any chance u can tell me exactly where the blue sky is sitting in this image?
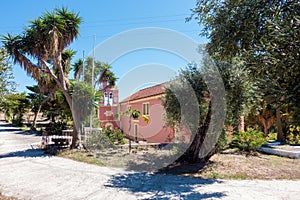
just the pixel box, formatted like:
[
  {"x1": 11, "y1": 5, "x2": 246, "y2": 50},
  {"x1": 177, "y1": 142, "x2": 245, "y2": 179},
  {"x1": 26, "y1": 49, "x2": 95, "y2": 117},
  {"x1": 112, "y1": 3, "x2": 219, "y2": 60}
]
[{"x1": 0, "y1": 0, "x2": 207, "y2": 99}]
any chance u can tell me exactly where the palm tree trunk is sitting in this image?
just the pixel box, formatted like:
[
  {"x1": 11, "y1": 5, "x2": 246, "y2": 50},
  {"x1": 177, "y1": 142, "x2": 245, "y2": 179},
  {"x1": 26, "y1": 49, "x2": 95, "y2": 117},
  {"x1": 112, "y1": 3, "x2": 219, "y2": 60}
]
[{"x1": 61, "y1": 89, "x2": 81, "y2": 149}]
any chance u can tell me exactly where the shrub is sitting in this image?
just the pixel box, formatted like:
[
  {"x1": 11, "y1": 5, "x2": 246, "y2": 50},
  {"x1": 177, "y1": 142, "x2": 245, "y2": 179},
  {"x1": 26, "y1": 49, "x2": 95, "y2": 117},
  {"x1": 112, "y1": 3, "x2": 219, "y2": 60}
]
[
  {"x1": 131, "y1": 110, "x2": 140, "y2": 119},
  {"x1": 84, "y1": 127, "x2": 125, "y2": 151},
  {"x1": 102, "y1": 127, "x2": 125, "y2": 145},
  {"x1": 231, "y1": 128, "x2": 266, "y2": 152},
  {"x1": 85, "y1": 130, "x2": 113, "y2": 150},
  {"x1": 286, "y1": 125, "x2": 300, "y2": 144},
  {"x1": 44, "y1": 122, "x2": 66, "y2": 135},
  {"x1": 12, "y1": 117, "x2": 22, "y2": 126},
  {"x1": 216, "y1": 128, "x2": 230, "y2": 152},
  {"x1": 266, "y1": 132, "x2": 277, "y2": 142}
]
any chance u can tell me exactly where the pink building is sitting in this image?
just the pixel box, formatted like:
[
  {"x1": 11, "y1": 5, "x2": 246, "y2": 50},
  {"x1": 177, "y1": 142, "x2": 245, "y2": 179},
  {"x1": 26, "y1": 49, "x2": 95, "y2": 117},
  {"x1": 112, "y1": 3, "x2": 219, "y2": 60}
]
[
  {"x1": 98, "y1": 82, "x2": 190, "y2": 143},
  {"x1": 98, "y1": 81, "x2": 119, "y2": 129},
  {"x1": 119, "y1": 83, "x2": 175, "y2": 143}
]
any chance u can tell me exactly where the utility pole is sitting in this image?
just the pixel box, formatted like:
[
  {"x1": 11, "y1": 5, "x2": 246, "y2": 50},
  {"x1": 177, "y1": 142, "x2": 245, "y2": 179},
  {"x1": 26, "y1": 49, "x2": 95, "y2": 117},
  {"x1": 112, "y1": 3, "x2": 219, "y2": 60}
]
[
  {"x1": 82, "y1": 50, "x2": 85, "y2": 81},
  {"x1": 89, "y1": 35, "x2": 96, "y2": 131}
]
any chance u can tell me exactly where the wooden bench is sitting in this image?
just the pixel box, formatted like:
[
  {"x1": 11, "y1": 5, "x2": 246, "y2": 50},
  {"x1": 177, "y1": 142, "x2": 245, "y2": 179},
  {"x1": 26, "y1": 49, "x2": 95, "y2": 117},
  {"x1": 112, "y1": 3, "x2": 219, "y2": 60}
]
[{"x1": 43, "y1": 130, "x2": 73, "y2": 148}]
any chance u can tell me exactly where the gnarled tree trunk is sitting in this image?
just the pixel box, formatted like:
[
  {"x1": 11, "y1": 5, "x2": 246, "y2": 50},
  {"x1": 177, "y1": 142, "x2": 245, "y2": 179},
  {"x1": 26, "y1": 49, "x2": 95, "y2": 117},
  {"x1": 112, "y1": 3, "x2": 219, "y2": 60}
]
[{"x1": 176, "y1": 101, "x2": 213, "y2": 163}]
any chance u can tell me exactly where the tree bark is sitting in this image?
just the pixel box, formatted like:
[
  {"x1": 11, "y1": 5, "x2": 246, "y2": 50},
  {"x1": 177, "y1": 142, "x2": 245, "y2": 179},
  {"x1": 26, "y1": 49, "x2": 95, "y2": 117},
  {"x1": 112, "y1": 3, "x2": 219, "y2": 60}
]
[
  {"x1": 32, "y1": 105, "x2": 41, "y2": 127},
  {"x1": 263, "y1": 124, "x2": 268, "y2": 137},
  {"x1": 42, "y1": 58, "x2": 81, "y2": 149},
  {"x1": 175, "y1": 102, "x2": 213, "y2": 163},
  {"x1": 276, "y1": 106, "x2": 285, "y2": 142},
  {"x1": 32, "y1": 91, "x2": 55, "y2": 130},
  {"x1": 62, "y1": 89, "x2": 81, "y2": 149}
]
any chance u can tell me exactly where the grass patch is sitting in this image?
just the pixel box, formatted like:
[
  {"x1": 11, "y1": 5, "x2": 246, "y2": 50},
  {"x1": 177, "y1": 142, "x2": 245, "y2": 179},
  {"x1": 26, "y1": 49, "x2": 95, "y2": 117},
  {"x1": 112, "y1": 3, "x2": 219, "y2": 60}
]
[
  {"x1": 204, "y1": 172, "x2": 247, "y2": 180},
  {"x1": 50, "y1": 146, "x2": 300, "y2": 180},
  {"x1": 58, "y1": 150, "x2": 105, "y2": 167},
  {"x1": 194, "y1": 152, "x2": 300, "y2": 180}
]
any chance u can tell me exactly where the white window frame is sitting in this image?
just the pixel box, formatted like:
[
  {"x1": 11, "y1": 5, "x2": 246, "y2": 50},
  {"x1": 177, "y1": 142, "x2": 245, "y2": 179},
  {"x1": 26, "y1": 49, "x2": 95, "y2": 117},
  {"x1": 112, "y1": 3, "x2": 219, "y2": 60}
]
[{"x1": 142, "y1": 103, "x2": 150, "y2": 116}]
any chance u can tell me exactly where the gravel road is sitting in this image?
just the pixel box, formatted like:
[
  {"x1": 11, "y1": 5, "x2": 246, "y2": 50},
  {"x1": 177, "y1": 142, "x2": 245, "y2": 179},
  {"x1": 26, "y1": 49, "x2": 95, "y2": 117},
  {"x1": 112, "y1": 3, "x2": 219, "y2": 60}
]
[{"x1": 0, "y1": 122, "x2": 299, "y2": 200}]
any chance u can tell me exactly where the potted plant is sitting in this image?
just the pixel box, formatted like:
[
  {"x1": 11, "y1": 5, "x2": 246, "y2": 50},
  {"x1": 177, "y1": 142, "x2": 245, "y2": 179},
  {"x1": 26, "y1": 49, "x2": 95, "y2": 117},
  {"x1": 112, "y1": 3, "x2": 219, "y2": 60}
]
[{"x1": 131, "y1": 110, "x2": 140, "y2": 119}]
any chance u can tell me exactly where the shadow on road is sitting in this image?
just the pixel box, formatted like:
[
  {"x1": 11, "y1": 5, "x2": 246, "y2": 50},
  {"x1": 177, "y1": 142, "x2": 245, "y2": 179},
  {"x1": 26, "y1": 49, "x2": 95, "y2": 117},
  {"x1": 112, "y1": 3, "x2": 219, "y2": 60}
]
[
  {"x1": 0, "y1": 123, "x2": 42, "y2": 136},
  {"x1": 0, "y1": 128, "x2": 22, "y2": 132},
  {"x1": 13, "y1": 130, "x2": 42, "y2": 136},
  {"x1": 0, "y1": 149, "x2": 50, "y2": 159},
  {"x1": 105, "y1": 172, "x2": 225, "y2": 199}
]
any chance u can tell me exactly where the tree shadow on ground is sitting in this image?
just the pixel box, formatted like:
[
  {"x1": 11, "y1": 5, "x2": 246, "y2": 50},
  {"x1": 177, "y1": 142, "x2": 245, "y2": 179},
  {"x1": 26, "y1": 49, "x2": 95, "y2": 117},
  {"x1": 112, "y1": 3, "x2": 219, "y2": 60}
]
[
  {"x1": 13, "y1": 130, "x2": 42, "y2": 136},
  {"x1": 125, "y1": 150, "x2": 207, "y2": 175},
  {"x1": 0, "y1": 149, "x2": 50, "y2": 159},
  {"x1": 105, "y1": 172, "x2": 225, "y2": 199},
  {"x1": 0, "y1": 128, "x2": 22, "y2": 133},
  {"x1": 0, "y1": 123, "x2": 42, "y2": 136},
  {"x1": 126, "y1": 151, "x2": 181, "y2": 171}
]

──────────────────────────────

About this exercise -
Using the data above, say how many lines include the word "road". Write only that number.

Task solution -
2